St. John's is braced against 100km/hr winds. Calgary's temperatures have dropped 25 degrees below normal and prairie farmers are predicting a drought because they've seen so little of the white stuff this winter.

It seems the only thing predictable about the weather these days is its unpredictability. But McGill scientists may one day get to the bottom of the weird goings-on. In December -- on an appropriately unseasonably warm day -- Dean of Science Alan Shaver announced McGill's involvement in a new network of eight Montreal-area research centres to coordinate and promote research in atmospheric sciences. McGill is also raising funds for an endowed chair in extreme weather. In yet another initiative, two members of the Department of Atmospheric and Oceanic Sciences will head up projects to improve forecasting.

Dr. Isztar Zawadzki, director of McGill's Marshall Radar Observatory, is one of them. He's been watching weather for years and his specialty is "nowcasting,"the short term (0 to 6 hours) forecasting of extreme events like the sudden downpour in Montreal in 1987 which submerged cars on the Decarie Expressway, causing one motorist to drown. Of course, wild weather patterns aren't just Canada's problem, so in this issue's Q&A we asked Dr. Zawadzki to talk about what in the world's going on and why.

We're delighted that we heard from so many of you after the last issue. One letter let us know that we were off by a few years when we gave the title of first married couple to graduate together in medicine to Drs. Ken and Eileen Cambon. The Cambons, featured in our planned giving ad, graduated in 1951, but Barbara (Brooks) Gilbert wrote to say that she and husband John Ellis Gilbert beat them to it in 1943 (see our Letters section).

Just yesterday we heard of another couple, Aileen (Layne) Webb and the late Eugene Webb, who also graduated in 1943. Sharp-eyed readers will note that Barbara Gilbert's degree is shown as MDCM'43A, and that's because the medical classes of that year were doubled in order to make up for a shortage of doctors caused by the war. The Webbs were part of the class of '43B. Both classes graduated in the same year, but the A group's convocation took place in May, while the B convocation was in the fall, so the Gilberts did pip the Webbs at the post. Any other contenders out there? If so, let us hear from you. Incidentally, there is no doubt about Barbara Gilbert's claim to another title -- that of longest-serving class representative. She has been keeping in touch with classmates, organizing Homecoming parti-cipation and producing an annual class newsletter for the past 59 years.

DATASET EXTRACT
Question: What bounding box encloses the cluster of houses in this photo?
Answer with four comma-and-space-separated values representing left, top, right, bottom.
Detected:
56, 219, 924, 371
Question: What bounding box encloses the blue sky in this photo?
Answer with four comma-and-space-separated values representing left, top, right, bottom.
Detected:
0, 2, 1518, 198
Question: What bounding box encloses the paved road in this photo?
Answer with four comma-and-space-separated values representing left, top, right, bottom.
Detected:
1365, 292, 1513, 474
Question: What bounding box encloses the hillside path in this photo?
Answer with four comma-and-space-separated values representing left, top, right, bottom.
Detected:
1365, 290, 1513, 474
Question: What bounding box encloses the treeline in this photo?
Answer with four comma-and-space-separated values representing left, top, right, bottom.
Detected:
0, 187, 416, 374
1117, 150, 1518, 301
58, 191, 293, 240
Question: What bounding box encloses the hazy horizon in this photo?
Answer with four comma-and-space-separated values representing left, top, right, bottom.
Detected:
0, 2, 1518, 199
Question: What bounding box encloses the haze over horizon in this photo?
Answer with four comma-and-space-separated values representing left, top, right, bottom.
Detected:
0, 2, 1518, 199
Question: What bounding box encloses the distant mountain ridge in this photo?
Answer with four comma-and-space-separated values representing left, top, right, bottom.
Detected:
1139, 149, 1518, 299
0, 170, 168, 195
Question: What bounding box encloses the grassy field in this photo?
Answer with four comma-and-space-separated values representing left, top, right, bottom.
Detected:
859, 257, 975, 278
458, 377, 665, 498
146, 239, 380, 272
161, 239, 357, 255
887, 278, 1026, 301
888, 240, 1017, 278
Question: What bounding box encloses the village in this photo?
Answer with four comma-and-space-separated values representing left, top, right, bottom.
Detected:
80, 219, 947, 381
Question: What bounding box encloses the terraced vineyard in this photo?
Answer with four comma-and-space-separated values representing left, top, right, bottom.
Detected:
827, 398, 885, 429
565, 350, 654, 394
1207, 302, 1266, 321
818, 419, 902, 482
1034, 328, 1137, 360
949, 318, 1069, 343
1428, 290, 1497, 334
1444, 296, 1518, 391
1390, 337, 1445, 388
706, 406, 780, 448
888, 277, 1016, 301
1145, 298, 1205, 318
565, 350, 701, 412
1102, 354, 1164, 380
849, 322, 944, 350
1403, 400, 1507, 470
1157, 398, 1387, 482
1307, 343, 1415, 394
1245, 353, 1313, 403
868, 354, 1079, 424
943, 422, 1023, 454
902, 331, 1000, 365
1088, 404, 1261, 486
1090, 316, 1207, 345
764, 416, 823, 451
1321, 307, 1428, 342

TASKS TO CARRY OUT
1) Reproduce, word for word, the part of the text on McGill and unusual weather that opens with the words containing "Just yesterday we" and closes with "past 59 years.".
2) Write what follows the final sentence of the text on McGill and unusual weather, carrying it on from there.

ANSWERS BELOW
1)
Just yesterday we heard of another couple, Aileen (Layne) Webb and the late Eugene Webb, who also graduated in 1943. Sharp-eyed readers will note that Barbara Gilbert's degree is shown as MDCM'43A, and that's because the medical classes of that year were doubled in order to make up for a shortage of doctors caused by the war. The Webbs were part of the class of '43B. Both classes graduated in the same year, but the A group's convocation took place in May, while the B convocation was in the fall, so the Gilberts did pip the Webbs at the post. Any other contenders out there? If so, let us hear from you. Incidentally, there is no doubt about Barbara Gilbert's claim to another title -- that of longest-serving class representative. She has been keeping in touch with classmates, organizing Homecoming parti-cipation and producing an annual class newsletter for the past 59 years.

2)
This issue features some truly inspiring stories. Our cover article on Sally Armstrong profiles someone who is in many ways quite ordinary -- a housewife and mother who worked outside the home while raising her family. But as she became more involved in journalism, reporting on issues ranging from child abuse to ethnic cleansing, her advocacy on behalf of the people she wrote about increased. Armstrong traveled to Bosnia to talk to victims of state-sponsored rape; to Senegal to learn about female circumcision; and most recently, to Afghanistan to report on the plight of women under the Taliban. But her involvement never ends with getting a story. She becomes an activist -- raising funds, joining committees, making speeches -- and she keeps on telling the story. To Armstrong, the choice is clear: in the face of evil, we can either do something or we can look the other way. That she has always refused to look away is what makes this ordinary woman so extraordinary.

And we have a story about some students using what they learn in their engineering classes to make a difference in the lives of people in rural areas of Third World countries. They are volunteers who, by bringing a cheap and low-tech source of light to isolated villages, have improved local health care and education.

These stories remind us that there are things we can do if we are prepared to devote even a little time and effort. They, along with some of the striking images sent to us by alumni in New York, help us remember that if all we have to deal with is a bit of inclement weather, then we are enormously fortunate.